[Coordinate annotation entries]

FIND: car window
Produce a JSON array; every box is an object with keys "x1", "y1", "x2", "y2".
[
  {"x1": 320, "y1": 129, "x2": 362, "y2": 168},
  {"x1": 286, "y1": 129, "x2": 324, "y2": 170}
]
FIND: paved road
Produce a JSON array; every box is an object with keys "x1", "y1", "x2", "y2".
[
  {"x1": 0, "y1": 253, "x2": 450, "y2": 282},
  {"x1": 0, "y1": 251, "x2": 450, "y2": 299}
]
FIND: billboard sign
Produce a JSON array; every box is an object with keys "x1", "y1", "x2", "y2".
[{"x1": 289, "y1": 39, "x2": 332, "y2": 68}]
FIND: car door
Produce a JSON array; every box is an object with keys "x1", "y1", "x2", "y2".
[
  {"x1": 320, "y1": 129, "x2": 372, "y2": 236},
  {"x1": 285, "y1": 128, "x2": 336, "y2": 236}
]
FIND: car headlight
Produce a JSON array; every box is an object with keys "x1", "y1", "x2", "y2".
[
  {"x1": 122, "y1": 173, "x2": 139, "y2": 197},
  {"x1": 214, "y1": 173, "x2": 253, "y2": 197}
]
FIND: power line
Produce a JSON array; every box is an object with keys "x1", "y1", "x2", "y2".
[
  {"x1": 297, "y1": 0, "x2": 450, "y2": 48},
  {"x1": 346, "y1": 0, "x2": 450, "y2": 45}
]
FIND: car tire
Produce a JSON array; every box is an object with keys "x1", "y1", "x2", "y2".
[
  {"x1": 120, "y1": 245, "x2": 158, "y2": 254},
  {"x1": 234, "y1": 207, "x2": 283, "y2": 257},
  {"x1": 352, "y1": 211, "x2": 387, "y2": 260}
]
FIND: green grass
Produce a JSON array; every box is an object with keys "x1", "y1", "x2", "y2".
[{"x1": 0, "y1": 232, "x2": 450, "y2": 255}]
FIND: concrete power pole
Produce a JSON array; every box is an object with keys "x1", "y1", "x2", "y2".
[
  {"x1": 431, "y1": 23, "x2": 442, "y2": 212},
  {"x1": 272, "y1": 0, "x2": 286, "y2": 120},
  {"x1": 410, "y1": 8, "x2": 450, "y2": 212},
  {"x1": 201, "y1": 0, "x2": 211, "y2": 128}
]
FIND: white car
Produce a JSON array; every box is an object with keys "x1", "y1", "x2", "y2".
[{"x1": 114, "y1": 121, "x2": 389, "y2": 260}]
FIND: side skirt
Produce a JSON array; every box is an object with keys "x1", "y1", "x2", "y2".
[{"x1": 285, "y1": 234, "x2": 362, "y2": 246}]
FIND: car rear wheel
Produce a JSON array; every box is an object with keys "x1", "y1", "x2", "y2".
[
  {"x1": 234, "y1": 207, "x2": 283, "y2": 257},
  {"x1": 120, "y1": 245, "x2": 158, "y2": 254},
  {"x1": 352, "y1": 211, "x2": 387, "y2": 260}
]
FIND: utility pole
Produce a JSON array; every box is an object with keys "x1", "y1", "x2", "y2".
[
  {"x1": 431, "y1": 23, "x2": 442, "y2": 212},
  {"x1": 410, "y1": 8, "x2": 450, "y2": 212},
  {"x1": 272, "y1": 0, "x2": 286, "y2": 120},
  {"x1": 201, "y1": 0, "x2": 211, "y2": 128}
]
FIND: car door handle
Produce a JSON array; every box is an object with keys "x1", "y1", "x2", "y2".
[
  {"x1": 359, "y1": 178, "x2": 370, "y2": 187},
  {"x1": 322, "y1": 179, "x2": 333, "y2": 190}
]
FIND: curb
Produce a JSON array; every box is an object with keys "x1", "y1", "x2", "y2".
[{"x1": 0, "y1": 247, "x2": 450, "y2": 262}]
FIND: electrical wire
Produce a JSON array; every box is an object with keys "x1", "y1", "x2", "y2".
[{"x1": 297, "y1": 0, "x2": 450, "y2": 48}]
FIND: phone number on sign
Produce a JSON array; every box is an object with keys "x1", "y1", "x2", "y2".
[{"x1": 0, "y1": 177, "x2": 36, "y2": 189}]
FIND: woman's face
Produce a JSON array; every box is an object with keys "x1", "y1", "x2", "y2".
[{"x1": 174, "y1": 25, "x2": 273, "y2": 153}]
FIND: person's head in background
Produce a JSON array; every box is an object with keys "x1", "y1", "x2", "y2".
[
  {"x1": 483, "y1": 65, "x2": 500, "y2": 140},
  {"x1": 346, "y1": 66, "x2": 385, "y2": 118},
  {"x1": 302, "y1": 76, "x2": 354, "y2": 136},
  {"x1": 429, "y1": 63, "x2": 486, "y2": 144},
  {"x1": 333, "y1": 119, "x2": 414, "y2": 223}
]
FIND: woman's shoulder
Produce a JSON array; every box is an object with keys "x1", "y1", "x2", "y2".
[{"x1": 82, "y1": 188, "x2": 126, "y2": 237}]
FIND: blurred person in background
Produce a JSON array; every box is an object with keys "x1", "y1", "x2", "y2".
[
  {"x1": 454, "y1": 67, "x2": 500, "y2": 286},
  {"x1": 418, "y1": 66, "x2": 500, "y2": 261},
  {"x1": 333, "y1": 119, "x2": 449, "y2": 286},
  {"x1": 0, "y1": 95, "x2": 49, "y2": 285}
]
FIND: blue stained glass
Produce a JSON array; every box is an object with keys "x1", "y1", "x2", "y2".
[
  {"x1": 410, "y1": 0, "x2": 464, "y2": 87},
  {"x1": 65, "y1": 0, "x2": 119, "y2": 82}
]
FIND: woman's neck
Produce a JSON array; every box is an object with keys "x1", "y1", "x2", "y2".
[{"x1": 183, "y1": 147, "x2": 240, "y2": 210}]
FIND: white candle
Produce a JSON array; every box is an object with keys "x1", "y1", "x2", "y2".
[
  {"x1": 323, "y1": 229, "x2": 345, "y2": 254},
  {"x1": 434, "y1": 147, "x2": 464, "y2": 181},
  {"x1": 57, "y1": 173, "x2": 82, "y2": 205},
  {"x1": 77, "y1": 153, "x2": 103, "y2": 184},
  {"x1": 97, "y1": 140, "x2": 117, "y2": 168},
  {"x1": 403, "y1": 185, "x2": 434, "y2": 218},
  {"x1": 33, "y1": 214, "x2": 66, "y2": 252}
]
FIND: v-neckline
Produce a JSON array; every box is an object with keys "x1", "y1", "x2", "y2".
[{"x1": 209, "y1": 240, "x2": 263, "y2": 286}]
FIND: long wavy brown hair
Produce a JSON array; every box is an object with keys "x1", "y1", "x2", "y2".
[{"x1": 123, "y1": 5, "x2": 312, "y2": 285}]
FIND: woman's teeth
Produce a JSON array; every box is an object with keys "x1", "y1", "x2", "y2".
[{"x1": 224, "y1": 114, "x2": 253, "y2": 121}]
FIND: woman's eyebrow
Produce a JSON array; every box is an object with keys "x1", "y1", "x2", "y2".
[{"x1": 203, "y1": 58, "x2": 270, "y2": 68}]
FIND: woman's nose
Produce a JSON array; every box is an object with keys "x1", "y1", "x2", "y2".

## Exercise goal
Write out every entry again, keeping each line exactly the same.

## Exercise solution
FIND: car window
Produce a JSON array; every box is an object with keys "x1", "y1", "x2", "y2".
[
  {"x1": 320, "y1": 129, "x2": 362, "y2": 168},
  {"x1": 286, "y1": 129, "x2": 324, "y2": 170}
]
FIND: paved road
Produce a JSON array; every box is an object with keys "x1", "y1", "x2", "y2".
[
  {"x1": 0, "y1": 253, "x2": 450, "y2": 282},
  {"x1": 0, "y1": 251, "x2": 450, "y2": 299}
]
FIND: billboard sign
Produce a JSON array; every box is an object with keys "x1", "y1", "x2", "y2".
[{"x1": 289, "y1": 39, "x2": 332, "y2": 68}]
FIND: car door
Produce a JSON array; every box is an object with keys "x1", "y1", "x2", "y2".
[
  {"x1": 320, "y1": 129, "x2": 372, "y2": 236},
  {"x1": 285, "y1": 128, "x2": 336, "y2": 236}
]
FIND: car headlight
Produce a JSON array; every box is an object with keys "x1", "y1", "x2", "y2".
[
  {"x1": 122, "y1": 173, "x2": 139, "y2": 197},
  {"x1": 214, "y1": 173, "x2": 253, "y2": 197}
]
FIND: power line
Produce a JSON array; every box is an object with keys "x1", "y1", "x2", "y2".
[
  {"x1": 297, "y1": 0, "x2": 450, "y2": 48},
  {"x1": 346, "y1": 0, "x2": 450, "y2": 45}
]
FIND: car tire
Produce a JSON array; every box is an object with keys "x1", "y1", "x2", "y2".
[
  {"x1": 120, "y1": 245, "x2": 158, "y2": 254},
  {"x1": 234, "y1": 207, "x2": 283, "y2": 257},
  {"x1": 352, "y1": 211, "x2": 387, "y2": 260}
]
FIND: green grass
Produce a JSON array; every box is an object with keys "x1", "y1", "x2", "y2".
[{"x1": 0, "y1": 232, "x2": 450, "y2": 255}]
FIND: concrete power pole
Produce a JSON array; every box is an object with keys "x1", "y1", "x2", "y2".
[
  {"x1": 431, "y1": 23, "x2": 442, "y2": 212},
  {"x1": 272, "y1": 0, "x2": 286, "y2": 120},
  {"x1": 410, "y1": 8, "x2": 450, "y2": 212},
  {"x1": 201, "y1": 0, "x2": 211, "y2": 128}
]
FIND: white car
Produce a JSON array; every box is an object with keys "x1", "y1", "x2", "y2".
[{"x1": 114, "y1": 121, "x2": 389, "y2": 260}]
FIND: side skirt
Produce a JSON array; every box is an object with keys "x1", "y1", "x2", "y2".
[{"x1": 285, "y1": 234, "x2": 362, "y2": 246}]
FIND: car rear wheel
Produce a JSON array; every box is an object with keys "x1", "y1", "x2", "y2".
[
  {"x1": 234, "y1": 207, "x2": 283, "y2": 257},
  {"x1": 120, "y1": 245, "x2": 158, "y2": 254},
  {"x1": 352, "y1": 211, "x2": 387, "y2": 260}
]
FIND: utility pole
Produce a JSON array; every box is an object with keys "x1", "y1", "x2", "y2".
[
  {"x1": 431, "y1": 23, "x2": 442, "y2": 212},
  {"x1": 410, "y1": 8, "x2": 450, "y2": 212},
  {"x1": 272, "y1": 0, "x2": 286, "y2": 120},
  {"x1": 201, "y1": 0, "x2": 211, "y2": 128}
]
FIND: car door handle
Produce a JSON array; every box is an object with keys "x1", "y1", "x2", "y2".
[
  {"x1": 359, "y1": 178, "x2": 370, "y2": 187},
  {"x1": 322, "y1": 179, "x2": 333, "y2": 190}
]
FIND: curb
Produce a JSON array; every box is an object with keys "x1", "y1", "x2", "y2".
[{"x1": 0, "y1": 247, "x2": 450, "y2": 262}]
FIND: electrical wire
Produce a JSON array; every box is an object with keys "x1", "y1", "x2", "y2".
[{"x1": 297, "y1": 0, "x2": 450, "y2": 48}]
FIND: phone number on sign
Produce a JSON array; every box is an object with keys "x1", "y1", "x2", "y2".
[{"x1": 0, "y1": 177, "x2": 36, "y2": 189}]
FIND: woman's face
Produce a JSON array; every box is an object with keys "x1", "y1", "x2", "y2".
[{"x1": 174, "y1": 25, "x2": 273, "y2": 153}]
FIND: person's head in background
Produce a JSON array; every box is an object with keys "x1", "y1", "x2", "y2".
[
  {"x1": 483, "y1": 65, "x2": 500, "y2": 140},
  {"x1": 346, "y1": 66, "x2": 385, "y2": 118},
  {"x1": 302, "y1": 76, "x2": 354, "y2": 136},
  {"x1": 429, "y1": 63, "x2": 486, "y2": 144},
  {"x1": 333, "y1": 119, "x2": 414, "y2": 223}
]
FIND: woman's shoulder
Produce a JSON array; every box is an object with keys "x1", "y1", "x2", "y2".
[{"x1": 82, "y1": 188, "x2": 126, "y2": 237}]
FIND: blurred person in background
Produce a JSON array; every box is an object with keys "x1", "y1", "x2", "y2".
[
  {"x1": 454, "y1": 67, "x2": 500, "y2": 286},
  {"x1": 418, "y1": 66, "x2": 500, "y2": 261},
  {"x1": 333, "y1": 119, "x2": 449, "y2": 286},
  {"x1": 0, "y1": 95, "x2": 49, "y2": 285}
]
FIND: blue stained glass
Produce a JSON array; every box is an object with keys "x1", "y1", "x2", "y2".
[
  {"x1": 410, "y1": 0, "x2": 464, "y2": 87},
  {"x1": 65, "y1": 0, "x2": 119, "y2": 82}
]
FIND: woman's neck
Produce a JSON array; every box is an object with keys "x1", "y1", "x2", "y2".
[{"x1": 183, "y1": 147, "x2": 240, "y2": 210}]
FIND: white candle
Produce a JSON array; every box is an object with keys "x1", "y1", "x2", "y2".
[
  {"x1": 323, "y1": 229, "x2": 345, "y2": 254},
  {"x1": 434, "y1": 147, "x2": 464, "y2": 181},
  {"x1": 57, "y1": 173, "x2": 82, "y2": 205},
  {"x1": 77, "y1": 153, "x2": 103, "y2": 184},
  {"x1": 97, "y1": 140, "x2": 117, "y2": 168},
  {"x1": 403, "y1": 185, "x2": 434, "y2": 218},
  {"x1": 33, "y1": 214, "x2": 66, "y2": 252}
]
FIND: v-neckline
Produce a JSON array; every box is an object with keys "x1", "y1", "x2", "y2".
[{"x1": 209, "y1": 240, "x2": 263, "y2": 286}]
FIND: long wavy brown hair
Produce a JSON array; every box is an object with keys "x1", "y1", "x2", "y2".
[{"x1": 123, "y1": 5, "x2": 312, "y2": 285}]
FIND: woman's teeth
Produce a JSON array; every box is an object with keys "x1", "y1", "x2", "y2".
[{"x1": 224, "y1": 114, "x2": 253, "y2": 121}]
FIND: woman's eyebrow
Produce a JSON array; every box is an object with keys "x1", "y1", "x2", "y2".
[{"x1": 203, "y1": 58, "x2": 270, "y2": 68}]
FIND: woman's nose
Produce a JSON array; every box is an object with keys "x1", "y1", "x2", "y2".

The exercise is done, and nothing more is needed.